Task to complete -
Copy every line from the one containing "Task: point_to locates the query in the photo below" through the last line of the records below, both included, and nothing else.

○ ○ ○ ○ ○ ○ ○

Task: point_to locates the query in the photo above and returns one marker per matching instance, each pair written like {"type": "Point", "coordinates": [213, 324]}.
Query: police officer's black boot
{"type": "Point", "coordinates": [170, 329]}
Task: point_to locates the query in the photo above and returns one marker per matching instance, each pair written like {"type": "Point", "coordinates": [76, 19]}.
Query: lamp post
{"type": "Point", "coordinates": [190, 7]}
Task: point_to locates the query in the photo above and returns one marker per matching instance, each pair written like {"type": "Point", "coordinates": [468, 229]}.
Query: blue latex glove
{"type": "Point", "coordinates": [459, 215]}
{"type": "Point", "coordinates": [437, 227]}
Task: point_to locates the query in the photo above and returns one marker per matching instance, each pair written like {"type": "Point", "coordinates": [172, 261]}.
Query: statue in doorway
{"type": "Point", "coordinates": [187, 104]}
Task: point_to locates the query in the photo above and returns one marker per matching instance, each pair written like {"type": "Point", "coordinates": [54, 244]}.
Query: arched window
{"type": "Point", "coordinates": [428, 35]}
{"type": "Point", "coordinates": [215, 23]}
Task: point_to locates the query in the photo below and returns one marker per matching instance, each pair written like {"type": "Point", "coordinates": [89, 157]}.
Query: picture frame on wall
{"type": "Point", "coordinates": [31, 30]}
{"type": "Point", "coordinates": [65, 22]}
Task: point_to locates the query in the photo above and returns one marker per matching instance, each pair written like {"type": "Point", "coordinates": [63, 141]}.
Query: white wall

○ ○ ○ ○ ○ ○ ○

Final result -
Task: point_to locates the query in the photo below and returns one marker per matching instance, each pair written like {"type": "Point", "coordinates": [89, 157]}.
Query: picture frame on wall
{"type": "Point", "coordinates": [31, 30]}
{"type": "Point", "coordinates": [65, 22]}
Task: point_to locates the query in the photo above and returns one marker per matching instance, each pair written like {"type": "Point", "coordinates": [63, 141]}.
Query: white wall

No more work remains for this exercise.